THE REQUEST => Reproduce the entries below verbatim, starting with the line that contains "Indicate the silver" and going on through the line that contains "<point>571,621</point>", both included, and output nothing else.

-- Begin SUPPLIED RECORDS --

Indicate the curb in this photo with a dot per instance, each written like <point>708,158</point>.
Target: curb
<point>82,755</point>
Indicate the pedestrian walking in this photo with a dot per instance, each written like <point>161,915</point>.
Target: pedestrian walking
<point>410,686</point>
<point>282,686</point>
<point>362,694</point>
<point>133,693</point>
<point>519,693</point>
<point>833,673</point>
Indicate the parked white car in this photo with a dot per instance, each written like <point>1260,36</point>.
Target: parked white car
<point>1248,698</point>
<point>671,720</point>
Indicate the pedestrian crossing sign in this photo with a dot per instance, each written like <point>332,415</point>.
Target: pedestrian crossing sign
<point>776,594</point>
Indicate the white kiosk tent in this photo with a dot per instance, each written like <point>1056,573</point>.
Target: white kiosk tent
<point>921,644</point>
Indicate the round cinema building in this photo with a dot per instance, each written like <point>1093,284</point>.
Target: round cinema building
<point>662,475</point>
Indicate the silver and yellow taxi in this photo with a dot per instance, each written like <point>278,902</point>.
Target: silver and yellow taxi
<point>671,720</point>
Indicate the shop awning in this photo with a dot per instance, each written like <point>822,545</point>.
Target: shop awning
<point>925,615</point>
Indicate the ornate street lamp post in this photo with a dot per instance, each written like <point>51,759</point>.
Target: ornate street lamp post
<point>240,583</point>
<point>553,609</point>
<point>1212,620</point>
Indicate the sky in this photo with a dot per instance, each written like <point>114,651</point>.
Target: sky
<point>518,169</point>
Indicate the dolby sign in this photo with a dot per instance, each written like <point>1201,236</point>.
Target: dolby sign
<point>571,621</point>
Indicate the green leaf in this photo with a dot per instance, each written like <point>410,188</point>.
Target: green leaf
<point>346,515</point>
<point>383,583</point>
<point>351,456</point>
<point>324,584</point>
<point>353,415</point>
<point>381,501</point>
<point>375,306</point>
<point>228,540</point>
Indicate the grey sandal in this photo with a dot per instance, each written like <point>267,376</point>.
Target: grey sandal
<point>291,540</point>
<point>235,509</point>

-- End SUPPLIED RECORDS --

SOLVED EXERCISE =>
Indicate the silver and yellow taxi in this photo with a dot per instance, each written like <point>278,902</point>.
Target: silver and yellow taxi
<point>671,720</point>
Indicate the shop awning in this photo with a dot per instance, each written like <point>822,545</point>.
Target: shop awning
<point>925,615</point>
Indicate the ornate street lamp post in this photo with a dot per instance, each written like <point>51,759</point>.
Target: ornate street lamp post
<point>240,583</point>
<point>553,609</point>
<point>1212,620</point>
Indicate the sky in this photo with a dot per instance, each written like <point>114,651</point>.
Target: sky
<point>518,169</point>
Indicate the dolby sign in this photo with a dot per instance, each written like <point>1201,236</point>.
Target: dolby sign
<point>571,621</point>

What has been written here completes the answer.